抜粋本文:
▼

Run & Music / 「Only You」 Diana Ross ~ 石のアート。壊して帰るのか、そのままにして帰るのか

10月17日のブログ「ネコは…」から、Run+Music部分を切り取って再掲。

 

 

昨夜から今朝までしとしとと雨が降った。

私は窓を少し開けたままにして雨の音を聞きながら眠った。

 

雨が上がると洗濯物を干したり、おやつを作ったり、何より苦手なアイロンをかけたり、窓を拭いたりと家事に追われて走る時間もなくなった、ことにする。

 

庭を掃いていると、雲の合間から光の筋が幾重にも刺し「走りに出てきなさい」と私を誘う。

 

 

 

自然の叱咤に導かれ、サボり心を整え直して1時間ほど歩くことにする。

雨をやり過ごしたカモの親子が、少しだけ増水した川から陸に上がり羽を休めている。

 

私に気づくと、人に会った時の動物のルーチンとして、「どれどれしょうがないな」と、空にむいた小さな茶色のお尻をいそいそと左右に揺らしながら水の中へと逃げていく。

 

カモの親子が数メートルの近距離に現れた私を発見しても、脱兎のごとく逃げないのは私への厚い信頼なのか、「こいつ素早く動けないな」と見透かされてすっかりなめられているのか。

 

おそらく、ほとんど、だいたい、おおかた、疑いもなく、十中八九、けだし後者であるので、わかっちゃいるけど複雑な心境になる。

 

 

昨夜の名残の風はほんの少し暖かく、全身をまとうように流れる。

遊歩道はまだ湿っていてほこりもたたない。

 

 

バス釣りに来たのであろう青年は、長い草にからめとられてこんがらがっている思うに任せないルアーを回収するのに必死だ。

 

 

 

遊歩道の横の足首にも満たない雑草が広がるスペースで、おじさんがいくつもの小さな小石を30cmほどの高さに見事なバランスで積み上げて鎮座させている。

 

私はかぶっていたグレーのパーカーのフードをさっとおろし、イヤフォンを外して生まれて初めて見る風景に目を凝らす。

 

おじさんはランニング・コースに非日常を持ち込んだ。

誰も相手にすることがなかった石たちは一瞬だけ表舞台に。

 

 

いつからこうやっているのだろう。

どれだけの石をチョイスし、どれだけ失敗してここまでたどり着いたのだろうか。

 

 

このアートは”結果”はもちろんだが、手品と同様に”過程”にも興味が移る。

 

 

制作過程の偶然性や瞬発力がアートの基礎となるのだろうか。

計画性はどのあたりから芽生えてくるのだろうか。

集中力はどこまで続くのだろうか。

技術の習得はどこどのようにするのだろうか。

 

 

窓ガラスに近づいて雨粒をじっと見るように、おじさんの制作過程をずっと見ていたいと思う。

▲

提供データ:
▼

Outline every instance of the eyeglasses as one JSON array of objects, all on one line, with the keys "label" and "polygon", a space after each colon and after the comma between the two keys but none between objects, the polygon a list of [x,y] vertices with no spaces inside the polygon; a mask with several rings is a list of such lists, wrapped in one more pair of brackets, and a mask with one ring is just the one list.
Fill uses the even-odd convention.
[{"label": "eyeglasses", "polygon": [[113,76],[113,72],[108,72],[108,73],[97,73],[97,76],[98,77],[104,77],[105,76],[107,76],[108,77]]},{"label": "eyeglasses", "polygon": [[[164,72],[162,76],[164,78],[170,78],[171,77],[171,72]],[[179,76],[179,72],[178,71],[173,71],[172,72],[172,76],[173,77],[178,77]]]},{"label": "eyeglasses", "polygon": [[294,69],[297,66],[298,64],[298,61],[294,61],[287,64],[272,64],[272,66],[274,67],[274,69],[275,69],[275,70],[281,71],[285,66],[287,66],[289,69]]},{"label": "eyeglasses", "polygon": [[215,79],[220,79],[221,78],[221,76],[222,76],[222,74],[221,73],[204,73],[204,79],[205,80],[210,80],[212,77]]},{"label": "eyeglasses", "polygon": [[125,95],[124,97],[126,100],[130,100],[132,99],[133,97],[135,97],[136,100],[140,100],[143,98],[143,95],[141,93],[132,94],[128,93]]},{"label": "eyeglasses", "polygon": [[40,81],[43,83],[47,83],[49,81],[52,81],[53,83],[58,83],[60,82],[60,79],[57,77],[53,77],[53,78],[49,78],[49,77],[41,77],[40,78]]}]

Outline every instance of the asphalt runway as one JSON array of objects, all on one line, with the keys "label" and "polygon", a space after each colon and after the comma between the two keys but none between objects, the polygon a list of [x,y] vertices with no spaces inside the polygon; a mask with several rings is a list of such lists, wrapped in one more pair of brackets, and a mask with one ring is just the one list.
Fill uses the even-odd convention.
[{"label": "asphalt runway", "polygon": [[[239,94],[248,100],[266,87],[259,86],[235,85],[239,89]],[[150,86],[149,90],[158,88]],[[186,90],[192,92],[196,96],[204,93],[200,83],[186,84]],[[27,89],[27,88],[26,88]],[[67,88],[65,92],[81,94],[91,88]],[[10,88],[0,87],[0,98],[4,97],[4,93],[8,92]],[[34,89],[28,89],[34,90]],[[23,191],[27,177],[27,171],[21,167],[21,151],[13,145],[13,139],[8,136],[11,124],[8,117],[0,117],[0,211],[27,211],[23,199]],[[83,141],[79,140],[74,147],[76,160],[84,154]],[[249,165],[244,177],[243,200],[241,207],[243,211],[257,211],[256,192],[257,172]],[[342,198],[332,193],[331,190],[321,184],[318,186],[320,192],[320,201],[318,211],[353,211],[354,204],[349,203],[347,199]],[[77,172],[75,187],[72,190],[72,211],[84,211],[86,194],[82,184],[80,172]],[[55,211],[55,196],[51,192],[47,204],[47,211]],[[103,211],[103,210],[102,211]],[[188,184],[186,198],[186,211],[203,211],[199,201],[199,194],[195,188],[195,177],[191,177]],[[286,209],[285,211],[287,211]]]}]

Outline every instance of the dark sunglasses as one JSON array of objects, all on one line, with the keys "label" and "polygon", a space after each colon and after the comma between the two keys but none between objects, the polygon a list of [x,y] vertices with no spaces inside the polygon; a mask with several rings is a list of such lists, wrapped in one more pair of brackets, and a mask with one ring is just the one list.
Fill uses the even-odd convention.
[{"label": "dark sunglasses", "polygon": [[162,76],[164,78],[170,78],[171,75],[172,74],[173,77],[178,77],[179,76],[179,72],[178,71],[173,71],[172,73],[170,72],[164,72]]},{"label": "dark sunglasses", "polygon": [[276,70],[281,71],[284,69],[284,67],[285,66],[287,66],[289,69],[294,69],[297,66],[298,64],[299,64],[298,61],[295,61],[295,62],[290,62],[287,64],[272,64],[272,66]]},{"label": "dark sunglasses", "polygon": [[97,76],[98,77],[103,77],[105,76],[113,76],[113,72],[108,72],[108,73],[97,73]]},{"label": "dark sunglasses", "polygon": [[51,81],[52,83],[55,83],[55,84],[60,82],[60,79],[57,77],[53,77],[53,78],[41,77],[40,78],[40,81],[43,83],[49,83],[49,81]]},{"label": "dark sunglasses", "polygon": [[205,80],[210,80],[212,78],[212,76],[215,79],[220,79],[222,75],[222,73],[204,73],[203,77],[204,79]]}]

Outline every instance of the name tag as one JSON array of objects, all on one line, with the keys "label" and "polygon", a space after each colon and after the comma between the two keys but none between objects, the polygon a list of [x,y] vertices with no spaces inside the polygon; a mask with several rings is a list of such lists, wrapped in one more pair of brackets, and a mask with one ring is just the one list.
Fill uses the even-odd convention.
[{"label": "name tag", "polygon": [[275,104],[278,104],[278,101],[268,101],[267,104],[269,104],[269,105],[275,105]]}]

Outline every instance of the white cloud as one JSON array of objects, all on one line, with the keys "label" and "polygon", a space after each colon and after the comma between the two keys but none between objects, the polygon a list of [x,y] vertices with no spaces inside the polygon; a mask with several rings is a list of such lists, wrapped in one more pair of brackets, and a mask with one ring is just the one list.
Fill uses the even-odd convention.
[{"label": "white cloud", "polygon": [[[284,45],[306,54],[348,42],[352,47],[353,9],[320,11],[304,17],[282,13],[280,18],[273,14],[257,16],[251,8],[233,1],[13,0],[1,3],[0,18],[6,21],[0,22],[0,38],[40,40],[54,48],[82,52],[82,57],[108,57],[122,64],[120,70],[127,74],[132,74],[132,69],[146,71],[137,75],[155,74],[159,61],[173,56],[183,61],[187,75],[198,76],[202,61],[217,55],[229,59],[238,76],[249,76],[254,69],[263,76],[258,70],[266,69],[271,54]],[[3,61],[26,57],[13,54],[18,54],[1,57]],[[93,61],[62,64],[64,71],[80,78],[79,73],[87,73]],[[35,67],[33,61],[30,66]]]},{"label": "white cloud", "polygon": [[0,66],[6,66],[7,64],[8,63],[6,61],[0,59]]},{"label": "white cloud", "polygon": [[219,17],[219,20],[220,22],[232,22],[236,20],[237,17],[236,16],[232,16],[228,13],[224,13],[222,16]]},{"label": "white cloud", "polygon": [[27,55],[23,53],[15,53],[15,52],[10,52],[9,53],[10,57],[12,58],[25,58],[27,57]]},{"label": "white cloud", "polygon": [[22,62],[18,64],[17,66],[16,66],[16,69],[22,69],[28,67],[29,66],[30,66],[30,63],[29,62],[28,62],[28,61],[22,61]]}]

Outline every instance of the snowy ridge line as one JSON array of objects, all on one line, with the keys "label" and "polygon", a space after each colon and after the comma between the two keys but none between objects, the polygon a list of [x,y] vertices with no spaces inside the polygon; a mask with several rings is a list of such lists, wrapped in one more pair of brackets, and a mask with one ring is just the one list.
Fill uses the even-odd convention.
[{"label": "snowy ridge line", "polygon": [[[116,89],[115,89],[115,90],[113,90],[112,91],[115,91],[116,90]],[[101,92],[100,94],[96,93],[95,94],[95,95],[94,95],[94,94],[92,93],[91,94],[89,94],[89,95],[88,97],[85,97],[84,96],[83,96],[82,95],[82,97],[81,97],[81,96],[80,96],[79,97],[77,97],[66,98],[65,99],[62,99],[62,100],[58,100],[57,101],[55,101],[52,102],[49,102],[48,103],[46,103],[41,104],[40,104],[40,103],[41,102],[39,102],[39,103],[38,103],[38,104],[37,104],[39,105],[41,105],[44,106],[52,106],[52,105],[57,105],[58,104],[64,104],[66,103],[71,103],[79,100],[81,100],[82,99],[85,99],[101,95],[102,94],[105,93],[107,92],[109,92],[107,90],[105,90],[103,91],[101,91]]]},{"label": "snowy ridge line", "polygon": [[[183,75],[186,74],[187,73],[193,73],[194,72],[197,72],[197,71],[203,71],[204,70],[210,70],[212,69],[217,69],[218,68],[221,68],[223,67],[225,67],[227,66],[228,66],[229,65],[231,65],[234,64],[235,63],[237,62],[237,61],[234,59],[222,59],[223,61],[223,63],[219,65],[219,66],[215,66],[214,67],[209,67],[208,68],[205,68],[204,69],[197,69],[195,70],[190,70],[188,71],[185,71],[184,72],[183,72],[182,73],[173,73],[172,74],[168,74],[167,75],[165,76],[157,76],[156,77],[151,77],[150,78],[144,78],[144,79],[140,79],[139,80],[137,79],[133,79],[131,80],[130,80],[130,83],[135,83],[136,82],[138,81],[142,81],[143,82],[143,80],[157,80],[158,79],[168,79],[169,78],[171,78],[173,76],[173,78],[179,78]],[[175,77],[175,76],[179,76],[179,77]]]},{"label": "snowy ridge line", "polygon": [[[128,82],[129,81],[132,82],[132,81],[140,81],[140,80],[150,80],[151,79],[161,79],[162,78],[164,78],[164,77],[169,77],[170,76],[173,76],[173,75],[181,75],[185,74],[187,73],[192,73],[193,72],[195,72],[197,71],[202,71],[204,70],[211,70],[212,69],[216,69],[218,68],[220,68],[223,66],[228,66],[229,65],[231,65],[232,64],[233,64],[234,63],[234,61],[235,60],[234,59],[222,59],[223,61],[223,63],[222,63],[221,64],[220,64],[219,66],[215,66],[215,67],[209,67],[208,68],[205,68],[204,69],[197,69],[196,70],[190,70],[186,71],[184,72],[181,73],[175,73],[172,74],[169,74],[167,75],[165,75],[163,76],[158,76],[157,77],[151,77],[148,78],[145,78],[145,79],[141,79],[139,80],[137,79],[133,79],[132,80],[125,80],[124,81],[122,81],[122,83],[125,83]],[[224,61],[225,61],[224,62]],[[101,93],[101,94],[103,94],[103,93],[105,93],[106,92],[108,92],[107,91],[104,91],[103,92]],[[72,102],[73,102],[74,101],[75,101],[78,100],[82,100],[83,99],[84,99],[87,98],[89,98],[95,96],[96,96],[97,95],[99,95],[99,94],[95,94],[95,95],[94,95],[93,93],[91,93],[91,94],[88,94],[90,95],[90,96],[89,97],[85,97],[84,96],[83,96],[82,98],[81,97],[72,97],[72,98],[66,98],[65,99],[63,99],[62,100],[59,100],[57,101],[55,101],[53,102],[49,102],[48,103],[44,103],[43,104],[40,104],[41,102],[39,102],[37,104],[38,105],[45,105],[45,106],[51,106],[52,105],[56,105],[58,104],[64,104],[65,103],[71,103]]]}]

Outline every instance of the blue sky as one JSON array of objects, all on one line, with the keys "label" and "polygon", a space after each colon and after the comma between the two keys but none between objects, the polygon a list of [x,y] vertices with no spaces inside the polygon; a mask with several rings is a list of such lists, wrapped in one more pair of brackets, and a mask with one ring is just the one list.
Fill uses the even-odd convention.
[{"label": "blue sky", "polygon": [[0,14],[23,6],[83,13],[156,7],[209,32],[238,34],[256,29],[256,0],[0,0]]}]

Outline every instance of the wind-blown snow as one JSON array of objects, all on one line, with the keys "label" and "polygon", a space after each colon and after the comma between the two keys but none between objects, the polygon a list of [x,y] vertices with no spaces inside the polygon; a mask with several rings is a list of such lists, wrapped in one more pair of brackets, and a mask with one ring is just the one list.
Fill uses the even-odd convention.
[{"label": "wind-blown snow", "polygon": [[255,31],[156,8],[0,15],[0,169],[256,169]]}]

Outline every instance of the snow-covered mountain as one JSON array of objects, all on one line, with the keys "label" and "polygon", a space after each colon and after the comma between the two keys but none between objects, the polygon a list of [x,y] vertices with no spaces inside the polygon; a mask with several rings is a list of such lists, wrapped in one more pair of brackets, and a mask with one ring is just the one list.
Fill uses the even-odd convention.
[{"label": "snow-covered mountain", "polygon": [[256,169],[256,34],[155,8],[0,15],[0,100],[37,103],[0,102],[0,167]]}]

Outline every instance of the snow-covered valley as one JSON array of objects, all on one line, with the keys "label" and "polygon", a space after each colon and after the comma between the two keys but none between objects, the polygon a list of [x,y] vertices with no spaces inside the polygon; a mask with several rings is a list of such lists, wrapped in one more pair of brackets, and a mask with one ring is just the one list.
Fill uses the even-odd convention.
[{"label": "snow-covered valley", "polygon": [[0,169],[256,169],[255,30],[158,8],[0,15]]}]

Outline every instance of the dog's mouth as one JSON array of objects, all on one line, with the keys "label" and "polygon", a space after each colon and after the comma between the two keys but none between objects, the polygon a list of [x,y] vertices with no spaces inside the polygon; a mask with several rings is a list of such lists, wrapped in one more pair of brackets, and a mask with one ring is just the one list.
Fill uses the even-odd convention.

▲

課題 1:
石積みアートについての随筆を読み、次の問いに答えてください。
(a) 筆者は昨夜、窓をどうして眠りましたか。
(b) 筆者は歩くことにした時間をどれくらいと書いていますか。
(c) おじさんは小石をどのくらいの高さに積み上げていましたか。
課題 2: 石積みアートについての随筆で、遊歩道でほこりがたたなかったのはなぜですか。本文に書かれている理由を一文で説明してください。
課題 3: 石積みアートについての随筆の続きを、本文の最後の文のあとから書き進めてください。

解答 1:
(a) 窓を少し開けたままにして、雨の音を聞きながら眠った。
(b) 1時間ほど。
(c) 30cmほどの高さ。

解答 2: 遊歩道がまだ湿っていたので、ほこりがたたなかった。

解答 3:
コーラのレシピを教えてもらう権利と、おじさんの石積を最初からずっとみる権利のとどちらを選ぶかと言われたら、迷わずに私は「おじさん鑑賞」を選ぶ。

南がいたらすぐに近寄って行き、根掘り葉掘り聞きだすのだろうけれど、体裁を気にする私にその勇気はない。

 

 

おじさんは、まだ少し濡れている草を気にすることもなく寝そべって、わきを走り抜けるランナーたちの驚きと羨望をまとったアートを写真に収めている。

 

瞬時に思ったのはこの素晴らしい成果は、おじさんが石を上手に積む手先の技術によるものだけではないということ。

 

 

石に言い聞かせて石に意志を持たせ(ダジャレではない)バランスを取らせないことには、こうもうまくことを運べるものではないと思うし、そうであって欲しいと思う。

 

おじさんが立ち去るときに、このアートはこのままなのか、それとも壊して立ち去るのだろうか。

 

このアートにはマナーやルールがあるのだろうか。

マナーがないのであれば、私はそのままにして立ち去るだろう。

 

少しでも誰かの目にふれてほしいという気持ちと、他人に壊されたくはないという不可侵さとがせめぎ合うけれども、みんなに見てほしいという気持ちの方が少しだけ上回るかもしれない。

 

いや、実際はどうだろうか。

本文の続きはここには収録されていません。